**Assignment:**
Your answer must be an exact copy of the entries below, with no pictures in it.

--- --- ---

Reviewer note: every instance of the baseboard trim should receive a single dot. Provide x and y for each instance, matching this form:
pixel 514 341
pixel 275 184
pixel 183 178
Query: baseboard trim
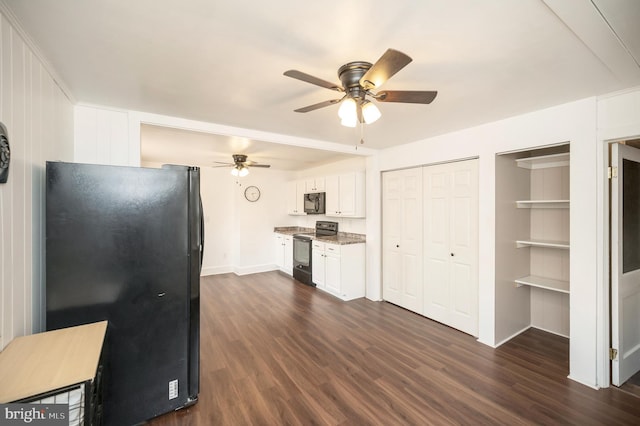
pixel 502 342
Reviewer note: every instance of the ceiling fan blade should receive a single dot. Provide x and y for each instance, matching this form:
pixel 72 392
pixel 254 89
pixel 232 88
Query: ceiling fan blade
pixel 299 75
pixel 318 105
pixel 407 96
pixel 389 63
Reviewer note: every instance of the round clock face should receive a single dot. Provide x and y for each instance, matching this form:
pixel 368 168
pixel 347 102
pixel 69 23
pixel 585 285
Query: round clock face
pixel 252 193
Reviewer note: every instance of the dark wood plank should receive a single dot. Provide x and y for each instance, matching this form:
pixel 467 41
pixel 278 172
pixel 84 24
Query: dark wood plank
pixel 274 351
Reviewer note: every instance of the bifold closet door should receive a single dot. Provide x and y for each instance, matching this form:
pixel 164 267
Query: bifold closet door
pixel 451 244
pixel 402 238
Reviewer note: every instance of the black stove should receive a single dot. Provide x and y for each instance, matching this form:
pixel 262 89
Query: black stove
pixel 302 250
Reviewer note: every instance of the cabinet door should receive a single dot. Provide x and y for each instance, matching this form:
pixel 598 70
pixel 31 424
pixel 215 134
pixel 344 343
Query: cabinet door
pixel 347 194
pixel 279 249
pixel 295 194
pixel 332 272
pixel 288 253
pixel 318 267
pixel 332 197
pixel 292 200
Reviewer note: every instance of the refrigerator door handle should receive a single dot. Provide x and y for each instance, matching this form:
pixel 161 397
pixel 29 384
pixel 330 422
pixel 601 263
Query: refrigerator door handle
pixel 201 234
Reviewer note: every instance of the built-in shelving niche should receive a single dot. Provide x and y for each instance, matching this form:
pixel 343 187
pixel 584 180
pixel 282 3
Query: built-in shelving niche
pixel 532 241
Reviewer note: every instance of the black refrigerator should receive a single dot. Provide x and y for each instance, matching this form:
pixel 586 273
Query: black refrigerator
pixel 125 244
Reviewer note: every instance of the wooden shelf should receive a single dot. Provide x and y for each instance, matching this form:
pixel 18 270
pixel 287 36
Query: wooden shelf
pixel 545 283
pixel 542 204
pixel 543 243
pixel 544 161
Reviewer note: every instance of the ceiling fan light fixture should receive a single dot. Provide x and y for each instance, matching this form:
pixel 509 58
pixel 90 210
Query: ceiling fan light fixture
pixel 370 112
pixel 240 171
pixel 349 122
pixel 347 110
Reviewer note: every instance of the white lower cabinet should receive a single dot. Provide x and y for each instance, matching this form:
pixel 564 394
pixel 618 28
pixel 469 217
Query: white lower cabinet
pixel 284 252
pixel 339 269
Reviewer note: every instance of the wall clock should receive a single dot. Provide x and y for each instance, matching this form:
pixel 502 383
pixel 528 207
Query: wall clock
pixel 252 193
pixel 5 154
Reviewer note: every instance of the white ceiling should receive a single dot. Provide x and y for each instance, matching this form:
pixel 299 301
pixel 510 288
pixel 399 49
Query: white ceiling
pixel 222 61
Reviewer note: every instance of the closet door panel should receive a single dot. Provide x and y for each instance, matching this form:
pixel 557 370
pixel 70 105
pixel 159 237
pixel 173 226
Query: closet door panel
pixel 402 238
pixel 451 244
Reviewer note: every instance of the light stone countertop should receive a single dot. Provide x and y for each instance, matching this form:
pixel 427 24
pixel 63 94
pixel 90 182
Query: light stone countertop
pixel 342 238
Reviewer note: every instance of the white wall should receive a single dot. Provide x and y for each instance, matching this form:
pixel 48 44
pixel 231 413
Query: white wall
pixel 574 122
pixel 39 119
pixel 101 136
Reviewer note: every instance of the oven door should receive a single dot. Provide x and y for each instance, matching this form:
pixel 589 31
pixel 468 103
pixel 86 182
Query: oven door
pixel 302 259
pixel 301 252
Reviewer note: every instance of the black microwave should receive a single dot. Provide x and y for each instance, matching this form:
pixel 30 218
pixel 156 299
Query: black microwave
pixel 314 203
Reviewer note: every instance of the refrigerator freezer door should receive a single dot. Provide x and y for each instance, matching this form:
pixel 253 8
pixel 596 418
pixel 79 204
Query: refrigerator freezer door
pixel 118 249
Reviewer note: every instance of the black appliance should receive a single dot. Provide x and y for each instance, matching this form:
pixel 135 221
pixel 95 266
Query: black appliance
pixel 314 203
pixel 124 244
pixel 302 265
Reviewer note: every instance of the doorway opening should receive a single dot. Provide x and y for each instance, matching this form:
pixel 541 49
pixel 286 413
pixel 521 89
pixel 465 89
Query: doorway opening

--- --- ---

**Solution to this exercise:**
Reviewer note: every instance of the baseboard trim should receive a single dot. Provide x and y for each instance, matching this form:
pixel 514 341
pixel 275 184
pixel 183 178
Query: baseboard trim
pixel 502 342
Reviewer note: every instance of the ceiling fan blade should receive a single dot. Provide x and y for each instance, matching this form:
pixel 72 392
pixel 254 89
pixel 232 88
Query: ceiling fan blade
pixel 299 75
pixel 318 105
pixel 407 96
pixel 389 63
Reviewer note: every instance of the round clock face should receive a single dot. Provide x and y for each instance, matching this form:
pixel 368 168
pixel 347 102
pixel 69 23
pixel 585 285
Query: round clock face
pixel 252 193
Reviewer note: every instance of the dark wood plank should receive a single dot. Provide x and y for each instance, matching this form:
pixel 467 41
pixel 278 172
pixel 84 24
Query: dark wood plank
pixel 274 351
Reviewer note: every instance of the bifold closet door should receive a single dot. Provide x and y for each instance, matching this form:
pixel 164 267
Query: bifold closet door
pixel 451 244
pixel 402 238
Reviewer note: every instance of the black stove should receive a single dot. Provide x and y for each instance, matching this form:
pixel 262 89
Query: black stove
pixel 302 250
Reviewer note: every instance of the cabinet door should receive a single dot. Provide x and y for each instance, matching this form:
pixel 598 70
pixel 31 424
pixel 215 134
pixel 344 343
Query: cabinet door
pixel 347 194
pixel 279 249
pixel 295 194
pixel 332 272
pixel 288 253
pixel 318 267
pixel 332 197
pixel 292 200
Reviewer note: every instance of the refrigerator door handle should receive a single dot. Provide x and y for each instance, matching this form:
pixel 161 397
pixel 29 384
pixel 330 422
pixel 601 263
Query: refrigerator door handle
pixel 201 234
Reviewer note: every instance of the built-in shelving niche should receive a single dot. Provide x and y for each instance, matching this form:
pixel 343 187
pixel 584 180
pixel 282 3
Query: built-in shelving niche
pixel 532 241
Reviewer note: every instance of the black refrigerator should receive a single dot. Provide x and y for each instance, matching this form:
pixel 586 273
Query: black refrigerator
pixel 125 244
Reviewer note: every instance of the wooden shelf should receive a single dot. Provide x and y for each instance, matching this form:
pixel 18 270
pixel 287 36
Query: wooden shelf
pixel 545 283
pixel 542 204
pixel 543 243
pixel 544 161
Reviewer note: every instance of the ceiling fan light fixture should receive a single dot. Provide x and y for each instance, matching this form:
pixel 509 58
pixel 90 210
Query: ceiling fan light fixture
pixel 370 112
pixel 240 171
pixel 349 122
pixel 347 110
Reviewer note: every instance of the white lower cabinet should receive a single dot. Provide x and y for each instance, matching this form:
pixel 564 394
pixel 618 28
pixel 469 217
Query: white lower cabinet
pixel 284 252
pixel 339 269
Reviewer note: every instance of the wall clock should receive a single dot. Provide x and y for each instance, matching this form:
pixel 502 383
pixel 528 207
Query: wall clock
pixel 252 193
pixel 5 154
Reviewer note: every instance of the white ceiling should receive a single dot. Provide x and y for each instance, matching this form:
pixel 299 301
pixel 510 288
pixel 399 49
Query: white ceiling
pixel 222 61
Reviewer note: every instance of the closet door panel should receive a single dot. Provide x and y for each instance, matching this form:
pixel 557 370
pixel 70 105
pixel 159 237
pixel 173 226
Query: closet door panel
pixel 402 238
pixel 451 244
Reviewer note: every instance of the light stone countertop should receive a single dot. Provide x and y for each instance, matching this form:
pixel 427 24
pixel 63 94
pixel 90 182
Query: light stone countertop
pixel 342 238
Reviewer note: every instance of the white wall should receive a single dot. Provide x and y for each instance, matching this form:
pixel 48 44
pixel 231 413
Query: white wall
pixel 574 122
pixel 39 119
pixel 101 136
Reviewer note: every instance of the oven door should receive a single dot. Provide x and y for each instance, matching this form:
pixel 589 31
pixel 468 103
pixel 86 182
Query: oven door
pixel 302 259
pixel 301 252
Reviewer note: every instance of the black microwave should receive a single dot. Provide x and y for each instance, matching this form:
pixel 30 218
pixel 156 299
Query: black microwave
pixel 314 203
Reviewer note: every instance of the refrigerator freezer door should receive a single dot. Provide x and y for each instance, matching this form:
pixel 253 8
pixel 596 418
pixel 79 204
Query: refrigerator freezer door
pixel 118 249
Reviewer note: every instance of the black appliance should receive a single dot. Provide x and y for each instance, matching this form:
pixel 135 221
pixel 95 266
Query: black appliance
pixel 314 203
pixel 124 244
pixel 302 265
Reviewer note: every instance of the doorway opening should receive a single dot. Provide x and y for each instance, matching this form:
pixel 541 49
pixel 286 413
pixel 521 89
pixel 465 89
Query: doorway opening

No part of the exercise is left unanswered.